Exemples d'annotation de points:
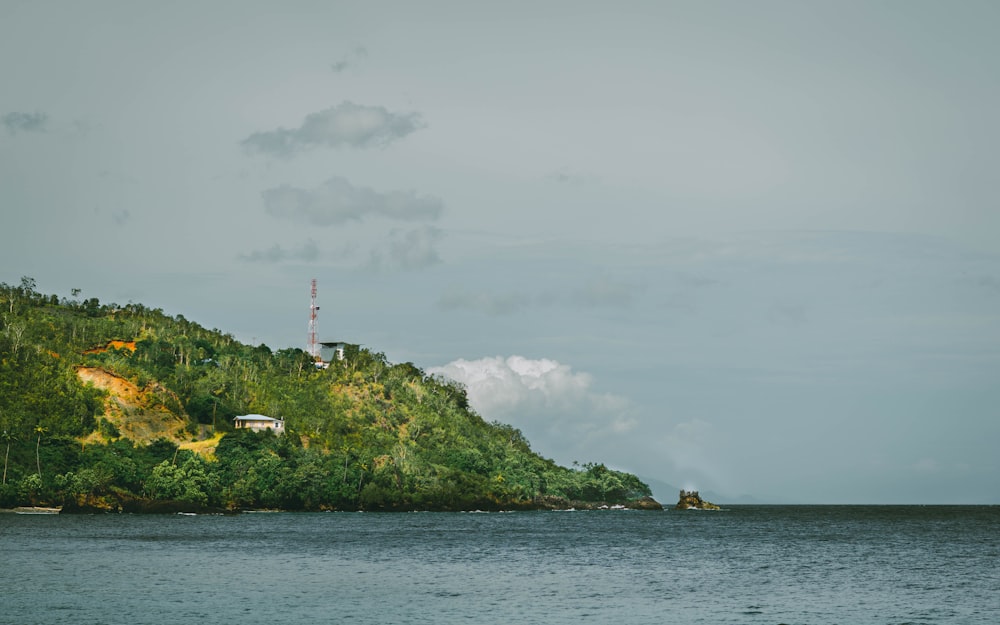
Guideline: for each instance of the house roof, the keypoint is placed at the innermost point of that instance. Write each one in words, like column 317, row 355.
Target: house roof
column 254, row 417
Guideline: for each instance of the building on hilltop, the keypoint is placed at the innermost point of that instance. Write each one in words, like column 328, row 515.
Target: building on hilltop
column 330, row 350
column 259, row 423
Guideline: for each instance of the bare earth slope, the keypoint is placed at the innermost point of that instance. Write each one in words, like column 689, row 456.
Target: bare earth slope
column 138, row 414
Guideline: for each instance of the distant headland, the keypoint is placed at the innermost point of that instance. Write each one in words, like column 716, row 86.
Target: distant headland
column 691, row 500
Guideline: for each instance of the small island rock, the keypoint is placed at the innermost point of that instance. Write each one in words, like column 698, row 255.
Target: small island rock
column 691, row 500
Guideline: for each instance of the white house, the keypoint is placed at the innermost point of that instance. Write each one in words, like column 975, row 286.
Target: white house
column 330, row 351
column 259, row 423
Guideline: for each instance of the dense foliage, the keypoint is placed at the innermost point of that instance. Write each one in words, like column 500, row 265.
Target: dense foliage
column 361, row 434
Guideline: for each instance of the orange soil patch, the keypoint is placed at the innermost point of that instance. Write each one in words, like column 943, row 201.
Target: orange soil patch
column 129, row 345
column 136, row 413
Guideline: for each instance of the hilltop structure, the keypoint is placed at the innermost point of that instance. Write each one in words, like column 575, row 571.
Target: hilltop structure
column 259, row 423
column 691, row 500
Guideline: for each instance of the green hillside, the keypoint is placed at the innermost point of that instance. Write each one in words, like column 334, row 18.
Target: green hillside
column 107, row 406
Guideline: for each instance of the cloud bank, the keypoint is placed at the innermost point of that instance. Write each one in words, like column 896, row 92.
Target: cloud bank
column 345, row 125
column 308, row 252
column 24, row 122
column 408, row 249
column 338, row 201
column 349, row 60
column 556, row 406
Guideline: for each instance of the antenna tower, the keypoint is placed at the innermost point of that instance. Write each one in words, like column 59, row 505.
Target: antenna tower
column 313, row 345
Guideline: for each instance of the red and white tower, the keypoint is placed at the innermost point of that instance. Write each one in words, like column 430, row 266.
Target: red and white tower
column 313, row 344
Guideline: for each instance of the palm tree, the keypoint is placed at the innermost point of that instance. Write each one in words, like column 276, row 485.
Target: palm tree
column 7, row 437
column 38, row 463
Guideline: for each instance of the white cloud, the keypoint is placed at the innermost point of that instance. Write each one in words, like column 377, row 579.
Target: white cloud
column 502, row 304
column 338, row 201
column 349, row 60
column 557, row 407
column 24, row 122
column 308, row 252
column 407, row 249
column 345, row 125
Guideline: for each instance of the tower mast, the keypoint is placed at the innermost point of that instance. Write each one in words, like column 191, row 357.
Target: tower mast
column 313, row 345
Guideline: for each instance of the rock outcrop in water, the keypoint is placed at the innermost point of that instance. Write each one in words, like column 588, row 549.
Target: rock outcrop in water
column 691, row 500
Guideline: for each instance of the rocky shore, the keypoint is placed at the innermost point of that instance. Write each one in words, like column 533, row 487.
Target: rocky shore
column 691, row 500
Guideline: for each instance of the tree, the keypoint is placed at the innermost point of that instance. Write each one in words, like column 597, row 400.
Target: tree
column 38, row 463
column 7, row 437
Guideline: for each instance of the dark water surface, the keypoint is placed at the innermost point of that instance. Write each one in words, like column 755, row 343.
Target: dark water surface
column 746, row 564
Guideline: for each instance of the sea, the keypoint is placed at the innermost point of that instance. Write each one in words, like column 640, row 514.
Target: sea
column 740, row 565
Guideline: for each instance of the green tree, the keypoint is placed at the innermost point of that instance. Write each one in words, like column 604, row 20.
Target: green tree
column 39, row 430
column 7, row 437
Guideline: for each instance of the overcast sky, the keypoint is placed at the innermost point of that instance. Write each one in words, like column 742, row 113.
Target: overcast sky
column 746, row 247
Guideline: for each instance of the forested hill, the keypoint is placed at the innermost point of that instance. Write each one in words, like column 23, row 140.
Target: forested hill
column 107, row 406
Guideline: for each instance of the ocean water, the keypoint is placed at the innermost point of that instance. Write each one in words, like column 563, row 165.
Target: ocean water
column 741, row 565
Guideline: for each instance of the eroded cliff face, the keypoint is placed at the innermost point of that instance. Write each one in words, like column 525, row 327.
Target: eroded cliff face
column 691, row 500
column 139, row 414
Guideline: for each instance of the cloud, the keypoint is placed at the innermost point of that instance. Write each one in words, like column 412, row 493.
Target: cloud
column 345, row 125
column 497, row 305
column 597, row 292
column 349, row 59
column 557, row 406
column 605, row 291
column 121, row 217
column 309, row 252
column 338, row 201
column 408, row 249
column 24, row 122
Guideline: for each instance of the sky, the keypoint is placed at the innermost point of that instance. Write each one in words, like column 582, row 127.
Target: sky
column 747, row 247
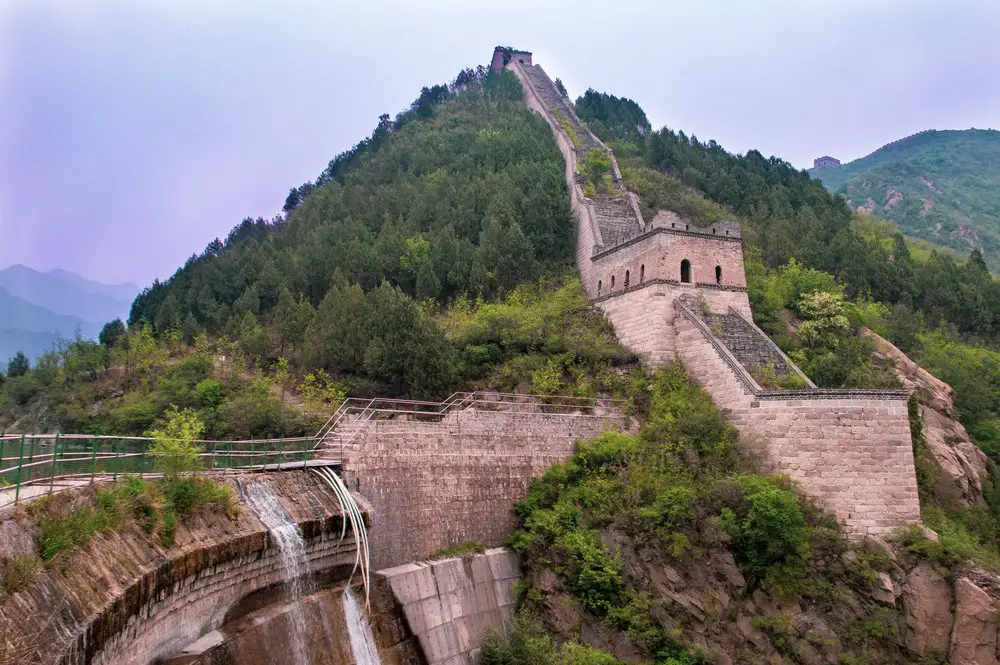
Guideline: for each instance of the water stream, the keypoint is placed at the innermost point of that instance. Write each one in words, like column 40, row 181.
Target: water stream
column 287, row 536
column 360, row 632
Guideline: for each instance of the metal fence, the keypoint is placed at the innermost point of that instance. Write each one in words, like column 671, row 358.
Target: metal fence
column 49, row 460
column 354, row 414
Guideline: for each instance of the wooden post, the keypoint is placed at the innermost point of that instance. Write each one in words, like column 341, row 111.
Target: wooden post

→ CONSIGNE: Réécris la liste ci-dessus en remplaçant partout « innermost point » par « central point », sans rien modifier d'autre. N'inclus pas les images dans ta réponse.

→ RÉPONSE:
Guideline: for each instance of the house roof, the keypoint is placed at the central point of that instance. Write each one in words, like column 317, row 355.
Target: house roof
column 254, row 417
Guideline: for each instance of the building on hilltop, the keypoint is placed at the central point of that instance. Write each one in words, like column 328, row 515.
Target: building on hilltop
column 330, row 350
column 259, row 423
Guideline: for each instance of the bare earth slope, the keypoint is placed at the central point of that instance. Write each one in words, like column 689, row 456.
Target: bare earth slope
column 138, row 414
Guideline: for each instance of the distant headland, the keypoint is placed at the central point of that instance. Write each one in words, like column 716, row 86.
Target: distant headland
column 691, row 500
Guideline: for each instance of the small island rock, the keypoint is placed at the central point of that instance. Write each one in words, like column 698, row 255.
Target: small island rock
column 691, row 500
Guideline: for each instance of the white house, the keypoint is placed at the central point of that instance. Write each one in words, like column 975, row 286.
Target: white house
column 330, row 351
column 259, row 423
Guideline: for each instance of the dense foliage, the keypoint is placed at the central point of that instance. Write each one in words, like column 500, row 265.
Target: dense foliage
column 361, row 434
Guideline: for each instance of the orange soil patch, the keypoint is placed at the central point of that instance. Write each one in words, like column 943, row 201.
Target: orange soil patch
column 129, row 345
column 136, row 413
Guideline: for each instance of the hilltop structure, the keypoint is placed at the central point of that instance. Write each one in words, like column 575, row 571.
Target: hilltop structure
column 259, row 423
column 691, row 500
Guideline: for each instance of the green hillside, the keypoint is placed at the central point of that instance. Write each one in words, like column 334, row 18.
Target: green hillside
column 107, row 406
Guideline: for each instance of the cloud bank, the keypoint is placed at the central point of that instance. Write each one in words, like column 896, row 92.
Target: cloud bank
column 345, row 125
column 308, row 252
column 24, row 122
column 408, row 249
column 338, row 201
column 349, row 60
column 556, row 406
Guideline: for each instance of the antenna tower, the keypoint is placed at the central point of that instance. Write each one in words, like column 59, row 505.
Target: antenna tower
column 313, row 345
Guideline: for each instance of the red and white tower, the keypoint is placed at the central point of that instance. Write each one in words, like column 430, row 266.
Target: red and white tower
column 313, row 344
Guideline: for each instance of the palm tree, the keypoint is placed at the central point of that instance. Write each one in words, like column 276, row 485.
Target: palm tree
column 7, row 437
column 38, row 463
Guideline: for each instance of the white cloud, the keypoint is placed at the central point of that instance. Write each one in words, like column 377, row 579.
Target: white cloud
column 502, row 304
column 338, row 201
column 349, row 60
column 557, row 407
column 24, row 122
column 308, row 252
column 407, row 249
column 345, row 125
Guideline: for each instance of the tower mast, the keypoint is placed at the central point of that instance. Write each one in words, like column 191, row 357.
Target: tower mast
column 313, row 345
Guideline: for each instance of the rock outcrop in water, the keypoint is placed at the central point of that instance. Write each one in words, like column 588, row 549.
Target: rock outcrop in water
column 691, row 500
Guideline: for each instance of the rocky shore, the keypoint is placed at the central point of that instance. Write each one in words, like column 533, row 487.
Target: rocky shore
column 691, row 500
Guideline: for each instance of the tree, the keypoint is placed at the central point of that instance. Write each one in words, like column 597, row 400.
Target: tree
column 38, row 463
column 7, row 437
Guideline: for each instance of the dark water surface, the keypoint is placed at the central point of that instance. Write each one in words, like column 755, row 343.
Target: dark water surface
column 746, row 564
Guideline: for each instance of the sea, the keypoint is placed at the central point of that instance. Write each one in words, like column 640, row 514.
Target: sea
column 740, row 565
Guideline: for each instance of the green tree, the keypoint is placed at the central point of that instance. Write each one in words, like column 604, row 20.
Target: green tree
column 39, row 430
column 7, row 437
Guideline: for each instance of the overcast sky, the keypoint is placed at the central point of that instance. Write each one in words, like column 742, row 113.
Target: overcast sky
column 746, row 247
Guideline: for each instance of the forested hill, the keypoint is placed at the central point of that instance. Write each one in words, like column 23, row 140.
Target: forested hill
column 107, row 406
Guideline: for each instance of the ocean water, the keypoint is placed at the central point of that instance. Write each one in words, like column 563, row 165.
Target: ocean water
column 741, row 565
Guideline: for each instance of the eroded cliff face, the keypoint is placed at the central point of that instance. Write each one in words, like column 525, row 327.
Target: eroded cliff face
column 691, row 500
column 139, row 414
Guideline: for each instance of the cloud, the keypoint is placed at the central point of that instance. Write each one in words, like column 412, row 493.
Target: cloud
column 345, row 125
column 497, row 305
column 597, row 292
column 349, row 59
column 557, row 406
column 605, row 291
column 121, row 217
column 309, row 252
column 338, row 201
column 408, row 249
column 24, row 122
Guideline: for each instance of the sky, the keypoint is placed at the central point of that instance. Write each one in words, like column 582, row 127.
Target: sky
column 747, row 247
Guideline: for each instance of the water stream, the keypoint is placed at the central point of that instance. Write each one in words, like column 40, row 181.
Target: water stream
column 287, row 536
column 360, row 632
Guideline: for each instance of the metal fence, the keypoint is placed at the central point of that instance. Write each one in words, like column 671, row 358.
Target: metal fence
column 49, row 460
column 354, row 414
Guideline: for each instance of the wooden post, the keypoint is placed at the central point of that instance. Write each one in words, like column 341, row 111.
Target: wooden post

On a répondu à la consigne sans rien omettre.